:: Extracted data ::
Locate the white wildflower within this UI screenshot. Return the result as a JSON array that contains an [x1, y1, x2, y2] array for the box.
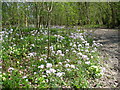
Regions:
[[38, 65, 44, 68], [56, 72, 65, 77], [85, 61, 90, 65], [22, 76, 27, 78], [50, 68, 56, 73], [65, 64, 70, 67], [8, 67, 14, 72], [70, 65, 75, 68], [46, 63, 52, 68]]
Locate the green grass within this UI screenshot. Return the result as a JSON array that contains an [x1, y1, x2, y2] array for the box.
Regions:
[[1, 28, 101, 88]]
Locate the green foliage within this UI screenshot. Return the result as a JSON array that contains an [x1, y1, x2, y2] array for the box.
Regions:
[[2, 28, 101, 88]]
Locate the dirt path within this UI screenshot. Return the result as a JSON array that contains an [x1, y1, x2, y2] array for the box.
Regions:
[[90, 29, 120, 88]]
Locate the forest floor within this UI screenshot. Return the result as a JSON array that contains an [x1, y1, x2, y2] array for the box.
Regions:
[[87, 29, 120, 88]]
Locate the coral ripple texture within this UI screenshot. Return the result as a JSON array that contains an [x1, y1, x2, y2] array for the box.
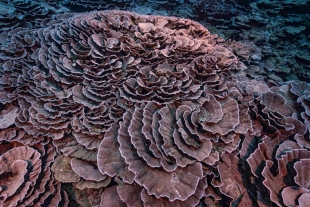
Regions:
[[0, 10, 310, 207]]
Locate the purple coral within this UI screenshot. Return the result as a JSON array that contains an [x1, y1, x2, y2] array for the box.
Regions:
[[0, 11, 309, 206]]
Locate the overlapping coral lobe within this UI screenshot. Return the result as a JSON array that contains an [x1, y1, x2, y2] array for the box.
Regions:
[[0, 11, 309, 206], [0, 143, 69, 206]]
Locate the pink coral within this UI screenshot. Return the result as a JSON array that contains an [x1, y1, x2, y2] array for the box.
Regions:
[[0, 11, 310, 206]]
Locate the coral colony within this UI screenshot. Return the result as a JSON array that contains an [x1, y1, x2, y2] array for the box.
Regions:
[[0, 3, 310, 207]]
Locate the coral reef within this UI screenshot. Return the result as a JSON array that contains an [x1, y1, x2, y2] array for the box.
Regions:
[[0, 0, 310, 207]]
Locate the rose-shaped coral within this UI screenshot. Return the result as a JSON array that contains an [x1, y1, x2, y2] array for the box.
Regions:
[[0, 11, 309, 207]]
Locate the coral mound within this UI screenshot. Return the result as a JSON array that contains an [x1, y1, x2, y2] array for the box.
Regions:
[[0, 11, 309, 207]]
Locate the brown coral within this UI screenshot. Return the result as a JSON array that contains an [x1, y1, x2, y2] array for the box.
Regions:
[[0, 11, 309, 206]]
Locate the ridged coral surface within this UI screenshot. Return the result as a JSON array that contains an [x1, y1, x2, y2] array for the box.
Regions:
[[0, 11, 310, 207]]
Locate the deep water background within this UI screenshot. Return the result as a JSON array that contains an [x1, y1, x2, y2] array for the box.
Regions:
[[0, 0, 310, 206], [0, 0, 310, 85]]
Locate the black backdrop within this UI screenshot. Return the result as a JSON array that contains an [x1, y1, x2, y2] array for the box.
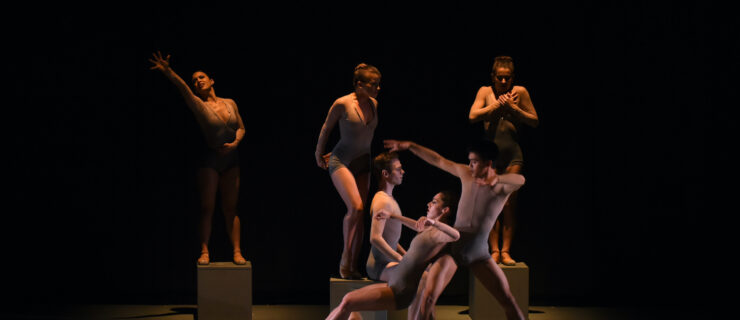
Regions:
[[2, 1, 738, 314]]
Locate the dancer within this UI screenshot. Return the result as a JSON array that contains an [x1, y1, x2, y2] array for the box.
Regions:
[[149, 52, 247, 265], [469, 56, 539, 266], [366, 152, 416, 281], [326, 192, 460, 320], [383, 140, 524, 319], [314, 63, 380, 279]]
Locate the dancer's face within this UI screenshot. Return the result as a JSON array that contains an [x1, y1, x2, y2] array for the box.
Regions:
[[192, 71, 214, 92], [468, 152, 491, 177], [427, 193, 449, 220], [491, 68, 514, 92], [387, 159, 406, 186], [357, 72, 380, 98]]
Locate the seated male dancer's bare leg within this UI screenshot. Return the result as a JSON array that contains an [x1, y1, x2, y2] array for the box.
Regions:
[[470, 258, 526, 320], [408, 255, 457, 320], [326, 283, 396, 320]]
:::
Change every "UI screenshot" in the rows above to "photo" and write out all the rows again, otherwise unchanged. Leave the pictures out.

Locate the white wildflower within this photo. Return the result as a JSON array that contains an [x1, y1, x2, y2] array for the box.
Regions:
[[38, 65, 44, 68], [56, 72, 65, 77], [85, 61, 90, 65], [22, 76, 27, 78], [50, 68, 56, 73], [65, 64, 70, 67], [8, 67, 14, 72], [70, 65, 75, 68], [46, 63, 52, 68]]
Locate the green grass within this photo. Return the result as a JSON array that contains an [x1, y1, x2, y2] array for the box.
Regions:
[[1, 28, 101, 88]]
Locate the green foliage within this photo. Return the result as a JSON array that contains an [x1, y1, x2, y2] array for the box.
Regions:
[[2, 28, 101, 88]]
Locate the dirt path within this photo. Return the result as a JSON array that contains an [x1, y1, x2, y2] array for the box.
Regions:
[[90, 29, 120, 88]]
Locate the forest floor within this photo. Return the result as a JSON array that contains an [x1, y1, x2, y2] array for the box.
Regions:
[[87, 29, 120, 88]]
Locate the coral ripple texture within this photo. Return the result as a JSON array that contains an [x1, y1, x2, y2] array for the box.
Regions:
[[0, 10, 310, 207]]
Locate the purple coral within this photo. Return the result as a JSON array that contains an [x1, y1, x2, y2] array for the box.
Regions:
[[0, 11, 309, 206]]
Locate the overlapping coral lobe within this photo. Return the result as a JSON array that contains an [x1, y1, x2, y2] array for the box.
Regions:
[[0, 11, 309, 206], [0, 143, 69, 206]]
Locate the pink coral within this photo. Return the result as a JSON array that contains an [x1, y1, x2, y2] array for the box.
Regions:
[[0, 11, 310, 206]]
Locate the coral colony within this photo. Return the result as a JSON array that contains an [x1, y1, x2, y2] array for the box.
Regions:
[[0, 3, 310, 207]]
Locate the coral reef within this photo. Return the result as a JSON array that contains an [x1, y1, x2, y2] array for the box.
Regions:
[[0, 0, 310, 207]]
Locate the rose-shaped coral within this photo. Return the result as a JSON array that contains an [x1, y1, x2, y2] array for the box.
Regions:
[[0, 11, 309, 207]]
Locate the coral mound within this photo. Return the result as a JSON array that contains an [x1, y1, x2, y2] array for the box.
Regions:
[[0, 11, 309, 207]]
Locate the brown coral within this photo. Return the result as a JSON array that contains an [x1, y1, x2, y2] array for the box.
Regions:
[[0, 11, 309, 206]]
Locate the ridged coral surface within this photo. Return the result as a JSON array that contains an [x1, y1, x2, y2] array for the box.
Regions:
[[0, 11, 310, 207]]
Locate the deep water background within this photo. Return the result as a JSON array that contains an [x1, y1, x2, y2] array for the box.
Regions:
[[0, 0, 310, 206], [0, 0, 310, 85]]
Locate the black backdrop within this photo. Return the result as a JSON array that contains an [x1, y1, x2, y2] array for the box.
Regions:
[[2, 1, 738, 314]]
Locate the dancer within this photo. Return the result as a JSON array that contains an [x1, y1, x2, y2] array for the box.
Regions:
[[149, 52, 247, 265], [469, 56, 539, 266], [366, 152, 416, 281], [326, 192, 460, 320], [383, 140, 524, 319], [314, 63, 380, 279]]
Locate the dancer's face within this photo. Return the result as a JSON array that contains an [x1, y1, x2, y2] array for the box.
Regions:
[[192, 71, 214, 92], [468, 152, 491, 177], [427, 193, 449, 220], [491, 68, 514, 92], [387, 159, 406, 186], [357, 72, 380, 98]]
Locate the seated male dancer's bare leg within this photo. Return the result as a JSON array that contains an [x1, y1, x2, y2] array for the box.
Regions:
[[470, 258, 526, 320], [408, 255, 457, 320], [326, 283, 396, 320]]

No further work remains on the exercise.